> [Recorded data]
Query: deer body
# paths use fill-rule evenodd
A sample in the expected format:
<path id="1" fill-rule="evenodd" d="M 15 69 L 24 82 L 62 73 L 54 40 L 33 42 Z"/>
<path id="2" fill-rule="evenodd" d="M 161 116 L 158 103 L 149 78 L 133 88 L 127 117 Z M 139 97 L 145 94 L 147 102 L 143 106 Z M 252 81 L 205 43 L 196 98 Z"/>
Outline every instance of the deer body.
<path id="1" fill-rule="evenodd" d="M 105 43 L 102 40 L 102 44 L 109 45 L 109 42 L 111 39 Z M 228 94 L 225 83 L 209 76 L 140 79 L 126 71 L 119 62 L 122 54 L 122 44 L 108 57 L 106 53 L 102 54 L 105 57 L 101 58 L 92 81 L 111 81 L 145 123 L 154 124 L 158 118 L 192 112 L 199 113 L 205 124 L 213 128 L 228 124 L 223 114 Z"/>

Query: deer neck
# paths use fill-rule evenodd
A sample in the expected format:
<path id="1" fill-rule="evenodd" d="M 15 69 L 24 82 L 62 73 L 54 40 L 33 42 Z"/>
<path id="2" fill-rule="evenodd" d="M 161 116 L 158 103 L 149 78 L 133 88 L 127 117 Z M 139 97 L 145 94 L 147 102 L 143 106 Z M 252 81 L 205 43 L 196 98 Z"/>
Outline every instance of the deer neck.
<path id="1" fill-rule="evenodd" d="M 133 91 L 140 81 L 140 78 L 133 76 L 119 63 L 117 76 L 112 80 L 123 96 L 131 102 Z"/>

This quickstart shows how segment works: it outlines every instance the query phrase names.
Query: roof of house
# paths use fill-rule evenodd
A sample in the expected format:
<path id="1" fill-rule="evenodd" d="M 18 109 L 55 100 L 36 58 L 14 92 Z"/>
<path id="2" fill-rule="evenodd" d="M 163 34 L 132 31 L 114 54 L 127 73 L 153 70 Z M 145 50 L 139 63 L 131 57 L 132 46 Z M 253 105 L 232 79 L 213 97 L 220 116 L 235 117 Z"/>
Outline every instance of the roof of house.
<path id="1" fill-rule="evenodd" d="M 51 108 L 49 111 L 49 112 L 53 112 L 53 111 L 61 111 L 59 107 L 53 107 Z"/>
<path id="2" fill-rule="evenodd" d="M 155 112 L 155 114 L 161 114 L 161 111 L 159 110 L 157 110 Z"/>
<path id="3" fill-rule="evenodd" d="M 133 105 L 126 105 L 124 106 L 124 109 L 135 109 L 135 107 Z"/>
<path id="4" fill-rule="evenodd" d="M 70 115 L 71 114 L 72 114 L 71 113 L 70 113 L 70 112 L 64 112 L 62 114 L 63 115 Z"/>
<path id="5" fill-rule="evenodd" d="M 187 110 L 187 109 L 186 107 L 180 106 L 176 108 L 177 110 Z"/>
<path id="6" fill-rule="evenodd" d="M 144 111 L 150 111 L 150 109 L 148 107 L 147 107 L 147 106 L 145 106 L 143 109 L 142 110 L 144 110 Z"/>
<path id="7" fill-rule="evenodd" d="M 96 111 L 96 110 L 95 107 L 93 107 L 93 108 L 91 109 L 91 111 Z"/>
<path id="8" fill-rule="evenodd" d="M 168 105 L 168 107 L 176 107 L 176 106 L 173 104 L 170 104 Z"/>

> [Set exercise]
Copy out all of the entries above, substituting "occurrence" for every "instance" and leaving everything else unchanged.

> [Answer for the task]
Query: deer body
# paths use fill-rule evenodd
A sample in the expected format:
<path id="1" fill-rule="evenodd" d="M 15 69 L 24 82 L 62 73 L 54 40 L 33 42 Z"/>
<path id="2" fill-rule="evenodd" d="M 161 116 L 158 103 L 149 78 L 133 88 L 127 117 Z M 139 97 L 145 94 L 147 102 L 143 106 Z M 252 81 L 205 43 L 196 98 Z"/>
Outline every occurrence of the deer body.
<path id="1" fill-rule="evenodd" d="M 105 43 L 102 40 L 102 44 L 109 45 L 109 42 L 111 39 Z M 228 94 L 225 83 L 209 76 L 140 79 L 126 71 L 119 62 L 122 54 L 122 44 L 108 57 L 106 53 L 102 54 L 105 57 L 101 58 L 92 81 L 111 81 L 145 123 L 154 124 L 158 118 L 192 112 L 199 113 L 205 124 L 213 128 L 228 124 L 223 114 Z"/>

Query: deer neck
# paths use fill-rule evenodd
A sample in the expected format:
<path id="1" fill-rule="evenodd" d="M 15 69 L 24 82 L 62 73 L 54 40 L 33 42 Z"/>
<path id="2" fill-rule="evenodd" d="M 161 116 L 158 103 L 149 78 L 133 88 L 127 117 Z M 139 97 L 145 94 L 147 102 L 143 106 Z M 252 81 L 205 43 L 196 98 Z"/>
Outline every occurrence of the deer neck.
<path id="1" fill-rule="evenodd" d="M 133 91 L 140 81 L 140 78 L 133 76 L 119 63 L 117 76 L 112 80 L 123 96 L 131 102 Z"/>

This quickstart shows how segment works: it outlines every occurrence the query phrase names.
Query: roof of house
# paths use fill-rule evenodd
A sample in the expected format:
<path id="1" fill-rule="evenodd" d="M 18 109 L 55 100 L 36 58 L 14 92 Z"/>
<path id="2" fill-rule="evenodd" d="M 163 34 L 132 31 L 114 54 L 127 73 L 153 70 Z M 145 50 L 139 63 L 131 57 L 132 46 Z M 253 105 L 232 79 L 213 97 L 220 116 L 235 117 Z"/>
Outline every occurrence of the roof of house.
<path id="1" fill-rule="evenodd" d="M 51 108 L 49 111 L 49 112 L 53 112 L 53 111 L 61 111 L 59 107 L 53 107 Z"/>
<path id="2" fill-rule="evenodd" d="M 155 112 L 155 114 L 161 114 L 161 111 L 159 110 L 157 110 Z"/>
<path id="3" fill-rule="evenodd" d="M 133 105 L 126 105 L 124 106 L 124 109 L 135 109 L 135 107 Z"/>
<path id="4" fill-rule="evenodd" d="M 70 115 L 71 114 L 72 114 L 71 113 L 70 113 L 70 112 L 64 112 L 62 114 L 63 115 Z"/>
<path id="5" fill-rule="evenodd" d="M 187 110 L 187 109 L 186 107 L 180 106 L 176 108 L 177 110 Z"/>
<path id="6" fill-rule="evenodd" d="M 144 111 L 150 111 L 150 109 L 148 107 L 147 107 L 147 106 L 145 106 L 143 109 L 142 110 L 144 110 Z"/>
<path id="7" fill-rule="evenodd" d="M 96 111 L 96 110 L 95 107 L 93 107 L 93 108 L 91 109 L 91 111 Z"/>
<path id="8" fill-rule="evenodd" d="M 168 105 L 168 107 L 176 107 L 176 106 L 173 104 L 170 104 Z"/>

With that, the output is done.